++++ Given text
This made me think about how basic movement needed to be handled. In this game, the goal is to push an object (couch) into your house. You can also pull the object up to the door of your house, which is sometimes more strategically sound than re-positioning yourself to push all the time. When the player reaches her house, if she pulled the couch, she will need to move to the other side of the couch to push it in. Walking into the couch will push it, so the player will need to slide or jump past the couch. The player also needs to know how to grab the couch to pull if the couch is in the opposing house and she is about to lose. Those are the most basic fundamentals to my current AI system.
2) Create enough variance to make the computer player less predictable.
When a player notices a pattern, it allows for easy exploits and makes the game less challenging. This got me thinking about odds based variable states based on positioning and past experience. For instance, when the computer is downed and the couch is being pulled past her, when she gets up, she will have a high chance of heading to the side of the couch that is closer since it is generally more efficient. There is still a small chance that the player will head to the other side, though, which is unpredictable. I have also considered choosing the direction the player heads based on the position of the opponent.
Other variance is in the slide. The slide attack is a great tool for mobility and disruption of the opposing player. The computer is set to try to slide when the human player is pushing the couch toward their house and they are within a set distance and the human player is on the ground. Shortening the set distance makes dodging more difficult. Occasionally changing the slide distance is an easy way to make the computer player less predictable. The computer player also has a chance to slide towards you more often when you are near your house.
++++++++
++++ Dataset rows
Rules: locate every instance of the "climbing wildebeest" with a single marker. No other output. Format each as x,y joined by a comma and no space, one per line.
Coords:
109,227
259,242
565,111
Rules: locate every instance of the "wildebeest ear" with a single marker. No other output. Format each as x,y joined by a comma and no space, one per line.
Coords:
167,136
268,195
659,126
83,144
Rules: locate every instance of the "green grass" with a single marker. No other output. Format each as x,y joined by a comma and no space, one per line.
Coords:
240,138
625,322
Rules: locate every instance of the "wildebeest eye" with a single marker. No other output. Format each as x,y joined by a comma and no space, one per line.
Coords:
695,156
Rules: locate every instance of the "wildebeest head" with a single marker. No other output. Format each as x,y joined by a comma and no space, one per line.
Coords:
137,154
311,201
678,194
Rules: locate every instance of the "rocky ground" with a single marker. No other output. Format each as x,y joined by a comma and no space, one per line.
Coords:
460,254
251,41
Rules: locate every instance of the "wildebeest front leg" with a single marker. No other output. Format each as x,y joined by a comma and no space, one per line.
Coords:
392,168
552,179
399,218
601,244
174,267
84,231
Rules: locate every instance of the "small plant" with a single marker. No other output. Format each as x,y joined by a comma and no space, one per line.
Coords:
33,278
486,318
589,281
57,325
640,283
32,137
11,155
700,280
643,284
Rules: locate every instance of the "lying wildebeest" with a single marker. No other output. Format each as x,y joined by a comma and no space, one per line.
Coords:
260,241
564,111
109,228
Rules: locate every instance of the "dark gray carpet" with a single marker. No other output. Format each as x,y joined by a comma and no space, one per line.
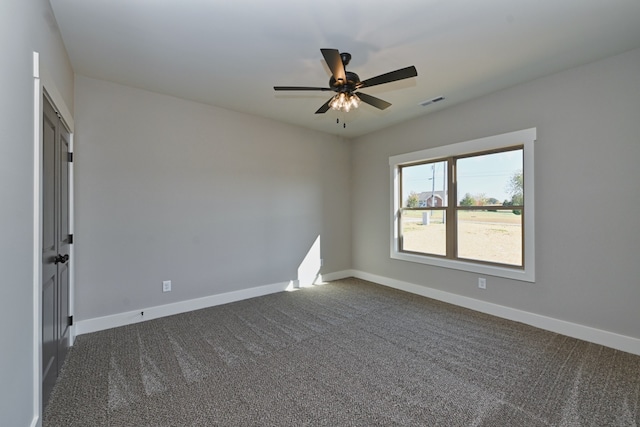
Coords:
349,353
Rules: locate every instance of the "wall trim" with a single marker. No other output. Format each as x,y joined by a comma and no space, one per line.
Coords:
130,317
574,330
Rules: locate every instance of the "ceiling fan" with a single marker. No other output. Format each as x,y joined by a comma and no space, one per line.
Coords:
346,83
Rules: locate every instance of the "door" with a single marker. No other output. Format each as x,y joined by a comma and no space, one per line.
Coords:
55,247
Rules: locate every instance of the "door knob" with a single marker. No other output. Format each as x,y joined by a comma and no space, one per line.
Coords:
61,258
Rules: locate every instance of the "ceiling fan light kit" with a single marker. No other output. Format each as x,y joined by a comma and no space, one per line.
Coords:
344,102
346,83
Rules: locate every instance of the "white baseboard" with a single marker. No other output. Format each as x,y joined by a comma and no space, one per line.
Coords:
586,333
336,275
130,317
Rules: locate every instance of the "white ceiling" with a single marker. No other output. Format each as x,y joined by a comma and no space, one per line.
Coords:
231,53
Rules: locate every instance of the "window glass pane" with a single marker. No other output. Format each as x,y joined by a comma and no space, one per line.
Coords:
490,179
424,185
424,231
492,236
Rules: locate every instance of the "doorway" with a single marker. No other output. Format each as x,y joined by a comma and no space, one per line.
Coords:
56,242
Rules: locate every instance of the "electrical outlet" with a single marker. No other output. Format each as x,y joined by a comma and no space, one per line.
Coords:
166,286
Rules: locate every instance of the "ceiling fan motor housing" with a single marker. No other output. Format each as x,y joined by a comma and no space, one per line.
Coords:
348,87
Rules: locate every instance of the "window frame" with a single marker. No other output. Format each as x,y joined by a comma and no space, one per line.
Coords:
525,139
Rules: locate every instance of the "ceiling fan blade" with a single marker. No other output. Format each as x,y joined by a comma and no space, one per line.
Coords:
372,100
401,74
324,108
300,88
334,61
++++++++
++++ Dataset rows
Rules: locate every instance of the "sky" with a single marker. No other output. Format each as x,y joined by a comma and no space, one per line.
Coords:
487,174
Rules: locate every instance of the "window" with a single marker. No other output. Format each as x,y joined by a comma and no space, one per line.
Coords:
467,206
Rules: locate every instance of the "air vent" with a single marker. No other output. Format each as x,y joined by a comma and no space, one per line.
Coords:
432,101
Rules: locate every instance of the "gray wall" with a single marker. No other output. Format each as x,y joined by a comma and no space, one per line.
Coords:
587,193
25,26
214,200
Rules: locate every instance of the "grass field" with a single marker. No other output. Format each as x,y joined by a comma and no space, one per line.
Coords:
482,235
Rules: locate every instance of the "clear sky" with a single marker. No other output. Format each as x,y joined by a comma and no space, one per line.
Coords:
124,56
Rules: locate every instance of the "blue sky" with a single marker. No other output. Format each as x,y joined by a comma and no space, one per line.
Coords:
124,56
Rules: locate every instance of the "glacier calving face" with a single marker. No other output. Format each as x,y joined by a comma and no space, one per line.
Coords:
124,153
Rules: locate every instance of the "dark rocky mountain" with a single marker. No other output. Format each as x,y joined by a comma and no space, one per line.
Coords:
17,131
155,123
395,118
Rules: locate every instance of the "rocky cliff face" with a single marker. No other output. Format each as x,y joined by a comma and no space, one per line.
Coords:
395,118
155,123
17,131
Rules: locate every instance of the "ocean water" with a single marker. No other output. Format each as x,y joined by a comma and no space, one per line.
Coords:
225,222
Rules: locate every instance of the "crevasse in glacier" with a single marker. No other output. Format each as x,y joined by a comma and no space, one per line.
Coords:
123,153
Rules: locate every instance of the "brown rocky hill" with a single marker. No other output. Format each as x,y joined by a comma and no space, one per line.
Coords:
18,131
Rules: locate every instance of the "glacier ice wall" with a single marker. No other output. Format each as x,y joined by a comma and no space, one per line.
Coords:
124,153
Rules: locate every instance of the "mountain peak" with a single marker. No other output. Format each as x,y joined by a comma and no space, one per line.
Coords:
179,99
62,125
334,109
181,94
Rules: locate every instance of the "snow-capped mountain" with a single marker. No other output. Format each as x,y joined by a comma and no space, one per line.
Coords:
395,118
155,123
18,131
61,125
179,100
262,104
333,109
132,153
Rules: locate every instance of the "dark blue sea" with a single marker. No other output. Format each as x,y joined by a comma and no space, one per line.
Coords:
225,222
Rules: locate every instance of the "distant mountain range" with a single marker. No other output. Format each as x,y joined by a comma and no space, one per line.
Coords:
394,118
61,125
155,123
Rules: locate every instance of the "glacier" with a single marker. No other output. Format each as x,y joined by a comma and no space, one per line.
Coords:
++++++++
**Exercise brief**
Rewrite the part of the game AI text starting with "This made me" and going on through "current AI system.", swapping "couch" for "sofa".

**Result of the task**
This made me think about how basic movement needed to be handled. In this game, the goal is to push an object (sofa) into your house. You can also pull the object up to the door of your house, which is sometimes more strategically sound than re-positioning yourself to push all the time. When the player reaches her house, if she pulled the sofa, she will need to move to the other side of the sofa to push it in. Walking into the sofa will push it, so the player will need to slide or jump past the sofa. The player also needs to know how to grab the sofa to pull if the sofa is in the opposing house and she is about to lose. Those are the most basic fundamentals to my current AI system.